# [The exercise]
Copy every item below word for word, and leave the pictures out.
________________
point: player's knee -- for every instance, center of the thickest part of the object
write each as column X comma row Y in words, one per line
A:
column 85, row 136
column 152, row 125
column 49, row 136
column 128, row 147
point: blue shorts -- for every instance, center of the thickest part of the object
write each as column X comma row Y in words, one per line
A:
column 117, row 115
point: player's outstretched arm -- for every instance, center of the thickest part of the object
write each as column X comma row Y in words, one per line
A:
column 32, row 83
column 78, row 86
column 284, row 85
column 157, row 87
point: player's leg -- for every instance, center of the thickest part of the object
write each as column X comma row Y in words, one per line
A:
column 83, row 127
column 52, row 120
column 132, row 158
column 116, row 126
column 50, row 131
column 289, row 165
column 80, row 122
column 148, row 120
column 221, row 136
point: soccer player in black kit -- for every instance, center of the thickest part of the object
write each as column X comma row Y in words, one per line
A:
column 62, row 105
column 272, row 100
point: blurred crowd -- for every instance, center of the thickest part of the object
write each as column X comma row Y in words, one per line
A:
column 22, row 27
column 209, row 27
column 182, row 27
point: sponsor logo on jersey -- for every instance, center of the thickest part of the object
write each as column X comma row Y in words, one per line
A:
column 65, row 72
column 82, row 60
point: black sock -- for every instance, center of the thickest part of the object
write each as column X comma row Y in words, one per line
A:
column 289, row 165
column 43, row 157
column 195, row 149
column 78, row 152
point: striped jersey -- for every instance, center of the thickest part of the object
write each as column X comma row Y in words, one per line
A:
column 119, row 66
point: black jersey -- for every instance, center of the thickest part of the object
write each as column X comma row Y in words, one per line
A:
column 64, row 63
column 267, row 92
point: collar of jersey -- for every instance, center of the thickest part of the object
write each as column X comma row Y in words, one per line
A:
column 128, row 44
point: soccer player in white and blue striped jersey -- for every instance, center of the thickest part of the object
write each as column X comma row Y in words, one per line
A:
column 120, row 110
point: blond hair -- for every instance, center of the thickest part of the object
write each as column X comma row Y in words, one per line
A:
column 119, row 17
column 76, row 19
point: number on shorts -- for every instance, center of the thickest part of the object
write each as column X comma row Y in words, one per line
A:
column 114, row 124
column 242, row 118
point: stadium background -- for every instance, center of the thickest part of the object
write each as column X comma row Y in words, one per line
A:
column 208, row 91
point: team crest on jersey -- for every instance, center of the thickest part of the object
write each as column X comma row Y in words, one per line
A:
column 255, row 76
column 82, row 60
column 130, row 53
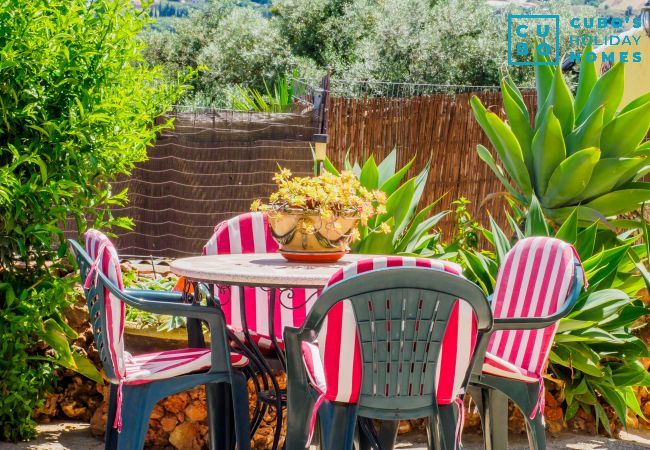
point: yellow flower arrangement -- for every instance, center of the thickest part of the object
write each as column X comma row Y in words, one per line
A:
column 327, row 195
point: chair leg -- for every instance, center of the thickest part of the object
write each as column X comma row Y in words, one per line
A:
column 110, row 438
column 240, row 410
column 217, row 397
column 495, row 422
column 448, row 426
column 136, row 410
column 388, row 434
column 536, row 432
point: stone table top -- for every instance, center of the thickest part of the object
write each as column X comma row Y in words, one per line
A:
column 259, row 269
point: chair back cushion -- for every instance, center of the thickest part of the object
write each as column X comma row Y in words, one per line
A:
column 251, row 233
column 105, row 259
column 338, row 341
column 534, row 281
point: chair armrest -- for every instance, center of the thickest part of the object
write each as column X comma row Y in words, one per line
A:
column 214, row 317
column 148, row 294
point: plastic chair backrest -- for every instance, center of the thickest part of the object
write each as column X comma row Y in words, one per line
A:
column 401, row 316
column 537, row 278
column 105, row 309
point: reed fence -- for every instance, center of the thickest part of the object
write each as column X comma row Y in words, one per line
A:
column 439, row 128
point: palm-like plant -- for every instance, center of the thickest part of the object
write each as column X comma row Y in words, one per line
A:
column 595, row 356
column 580, row 151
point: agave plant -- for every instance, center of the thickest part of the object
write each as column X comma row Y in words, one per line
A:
column 595, row 355
column 580, row 151
column 412, row 231
column 278, row 100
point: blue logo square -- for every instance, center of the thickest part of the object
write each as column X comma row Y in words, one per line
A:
column 526, row 30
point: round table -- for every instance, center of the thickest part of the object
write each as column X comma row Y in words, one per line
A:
column 268, row 271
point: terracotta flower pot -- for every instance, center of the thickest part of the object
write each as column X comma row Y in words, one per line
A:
column 304, row 236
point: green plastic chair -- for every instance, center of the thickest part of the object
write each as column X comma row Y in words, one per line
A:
column 500, row 378
column 138, row 400
column 422, row 302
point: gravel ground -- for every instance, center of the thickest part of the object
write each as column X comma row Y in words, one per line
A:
column 76, row 436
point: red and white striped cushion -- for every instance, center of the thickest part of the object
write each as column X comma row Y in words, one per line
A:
column 533, row 281
column 251, row 233
column 334, row 364
column 493, row 365
column 105, row 259
column 172, row 363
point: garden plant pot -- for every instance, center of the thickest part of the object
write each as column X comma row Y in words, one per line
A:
column 304, row 236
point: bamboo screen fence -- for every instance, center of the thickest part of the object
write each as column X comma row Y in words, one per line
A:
column 213, row 164
column 210, row 167
column 440, row 127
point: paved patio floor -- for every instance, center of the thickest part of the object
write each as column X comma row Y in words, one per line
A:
column 76, row 436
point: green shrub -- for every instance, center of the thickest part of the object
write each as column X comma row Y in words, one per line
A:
column 77, row 109
column 582, row 153
column 412, row 230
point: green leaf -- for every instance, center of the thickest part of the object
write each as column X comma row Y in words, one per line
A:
column 391, row 184
column 535, row 221
column 571, row 177
column 568, row 232
column 632, row 402
column 607, row 91
column 509, row 159
column 54, row 336
column 510, row 153
column 631, row 373
column 586, row 81
column 600, row 305
column 329, row 167
column 85, row 367
column 560, row 100
column 543, row 80
column 500, row 240
column 615, row 398
column 567, row 324
column 548, row 151
column 587, row 134
column 619, row 202
column 606, row 175
column 519, row 120
column 622, row 135
column 586, row 242
column 577, row 356
column 369, row 174
column 483, row 269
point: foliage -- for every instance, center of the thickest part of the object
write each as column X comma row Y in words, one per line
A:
column 232, row 46
column 595, row 354
column 416, row 41
column 329, row 195
column 162, row 322
column 580, row 152
column 411, row 230
column 77, row 107
column 279, row 100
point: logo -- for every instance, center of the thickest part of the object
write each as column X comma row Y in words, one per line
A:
column 540, row 31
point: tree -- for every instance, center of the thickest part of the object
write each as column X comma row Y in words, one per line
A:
column 77, row 108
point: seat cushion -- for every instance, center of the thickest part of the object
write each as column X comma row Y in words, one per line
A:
column 171, row 363
column 493, row 365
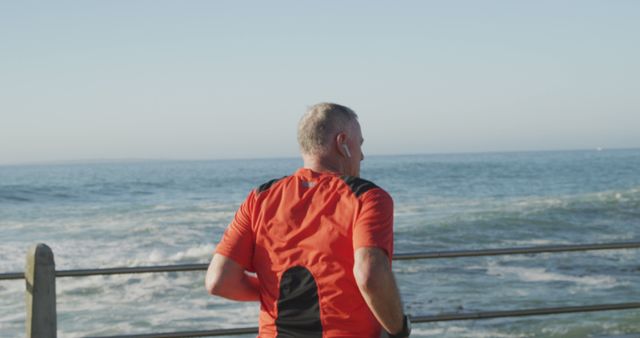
________________
# [Solution]
point: player's knee -- for every instance, center of the thickest part of the object
write each as column X comma row Y in words, one per line
A:
column 85, row 136
column 152, row 125
column 49, row 136
column 128, row 147
point: blue shorts -- for every instance, center of the thickest part of the object
write each as column X comma row Y in words, one per line
A:
column 117, row 115
point: player's outstretched arm -- for every instance, center of the thickest part of the object
write each as column X comma row Y in words, one per line
A:
column 32, row 83
column 78, row 86
column 284, row 85
column 157, row 87
point: player's leg -- for every instance, center of the thickest part of the object
write each as column X comma row Y in words, one per line
A:
column 83, row 127
column 52, row 120
column 132, row 158
column 116, row 126
column 50, row 131
column 289, row 165
column 80, row 122
column 148, row 120
column 221, row 136
point: soccer player in black kit -- for every instance, center of the thickest part of the object
write each as column X comma row Y in words, one per line
A:
column 62, row 105
column 272, row 100
point: blurred crowd -- for every instance, center of the thickest part of the object
write each as column X comma row Y in words, one per line
A:
column 22, row 27
column 209, row 27
column 182, row 27
point: sponsor logo on jersey -- for every instance, center of the thickest part of the object
write each as column X comma row Y in words, one per line
A:
column 65, row 72
column 82, row 60
point: black sock -- for every instance, center of the thickest part of the object
write each as column X comma row Y in words, one per line
A:
column 289, row 165
column 43, row 157
column 195, row 149
column 78, row 152
point: striped jersey -- for every instance, center of the thickest part of the object
write each as column X comma row Y in words, one per line
A:
column 119, row 66
point: black jersey -- for every instance, center of the thickest part of the object
write each as column X comma row Y in words, one per line
A:
column 64, row 63
column 267, row 92
point: collar of jersey -- for every instance, center of the thickest part of the object
write each as column X comma row Y in words, one per line
A:
column 128, row 44
point: soccer player in white and blue striped jersey -- for every instance, center of the thickest part of the object
write each as column X comma row Y in words, one per line
A:
column 120, row 110
point: blond hair -- for every instance, center of the thickest part of the object
write each as column X comma row Y in words, one per line
A:
column 119, row 17
column 76, row 19
point: number on shorts -- for every instance, center of the thickest part of the object
write each as column X comma row Y in words, one per line
A:
column 114, row 124
column 242, row 118
point: stadium background -- for every instance, center of the thickest part of the object
write each as column X comma row Y in words, one per line
A:
column 208, row 91
point: team crest on jersey -- for every instance, center of the thickest part of the object
write each as column X comma row Y in words, one per line
A:
column 255, row 76
column 82, row 60
column 130, row 53
point: yellow flower arrangement -- for every instance, center of the thickest part of the object
write each as column X comma row Y in words, one per line
A:
column 327, row 195
point: chair leg -- for every instance, center of the thickest part of the object
write each as column X comma row Y in words, one per line
A:
column 110, row 438
column 240, row 410
column 217, row 397
column 495, row 422
column 448, row 426
column 136, row 410
column 388, row 434
column 536, row 432
point: stone table top -- for every instance, center of the thickest part of the object
write each as column X comma row Y in words, one per line
A:
column 259, row 269
point: chair back cushion -- for every instance, center of the thickest part of the object
write each as column X comma row Y in words, one per line
A:
column 251, row 233
column 105, row 259
column 338, row 341
column 534, row 281
point: chair armrest -- for every instance, center of the thickest part of the object
write each as column X comma row Y in words, one per line
A:
column 214, row 317
column 148, row 294
point: plastic chair backrest -- for every instance, center of the thickest part of the object
write each as column X comma row Y in words, one per line
A:
column 401, row 316
column 537, row 278
column 105, row 309
point: reed fence -- for every instance, center of the thickest part of the object
write each as column X comma row Y in words, one per line
A:
column 439, row 128
point: palm-like plant -- for every instance, center of the thickest part of the object
write each as column X comma row Y in words, one per line
A:
column 595, row 356
column 580, row 151
point: agave plant -- for every instance, center of the thickest part of the object
write each as column X comma row Y in words, one per line
A:
column 595, row 355
column 580, row 151
column 412, row 231
column 278, row 100
point: blue logo square -- for every instance, center of the thickest part of the object
write each as column X comma row Y in words, one per line
A:
column 526, row 30
point: round table -- for every instance, center of the thickest part of the object
write each as column X comma row Y in words, one per line
A:
column 268, row 271
point: terracotta flower pot -- for every instance, center of the thickest part of the object
write each as column X comma row Y in words, one per line
A:
column 304, row 236
point: green plastic chair -- for every instance, center of the thickest part of the object
write each as column X comma row Y in words, one per line
A:
column 500, row 378
column 138, row 400
column 422, row 302
point: gravel ground -- for every instance, center of the thickest part of the object
write each as column X comma row Y in words, one per line
A:
column 76, row 436
point: red and white striped cushion -- for every instance, center of the thickest part of the object
write each as column X comma row Y in words, one per line
A:
column 533, row 281
column 251, row 233
column 334, row 364
column 493, row 365
column 105, row 259
column 172, row 363
point: garden plant pot -- for every instance, center of the thickest part of the object
write each as column X comma row Y in words, one per line
A:
column 304, row 236
point: bamboo screen fence -- for every instance, center of the thickest part of the object
write each as column X comma row Y in words, one per line
A:
column 213, row 164
column 210, row 167
column 440, row 127
point: paved patio floor -- for every instance, center of the thickest part of the object
write each as column X comma row Y in words, one per line
A:
column 76, row 436
point: green shrub -- for every instance, center of the thickest part of the object
write each as column X comma row Y in words, one per line
A:
column 77, row 109
column 582, row 153
column 412, row 230
point: green leaf -- for every instance, center of the thickest part of the object
write each as column X comma row Y in words, one per line
A:
column 391, row 184
column 535, row 221
column 571, row 177
column 568, row 232
column 632, row 402
column 607, row 91
column 509, row 159
column 54, row 336
column 510, row 153
column 631, row 373
column 586, row 81
column 600, row 305
column 329, row 167
column 85, row 367
column 560, row 100
column 543, row 80
column 500, row 240
column 615, row 398
column 567, row 324
column 548, row 151
column 587, row 134
column 619, row 202
column 606, row 175
column 519, row 120
column 622, row 135
column 586, row 242
column 577, row 356
column 369, row 174
column 483, row 269
point: foliage -- for every instance, center of the thickest part of the object
write each as column X comma row Y in words, one per line
A:
column 232, row 46
column 595, row 354
column 416, row 41
column 329, row 195
column 162, row 322
column 580, row 152
column 411, row 230
column 77, row 107
column 279, row 100
point: logo -- for every instance, center of the thickest part of the object
write each as column X comma row Y in words, one per line
A:
column 540, row 31
point: tree -- for every instance, center of the thickest part of the object
write each as column X comma row Y in words, one per line
A:
column 77, row 108
point: seat cushion -- for every instance, center of the thickest part of the object
write each as column X comma row Y in words, one per line
A:
column 171, row 363
column 493, row 365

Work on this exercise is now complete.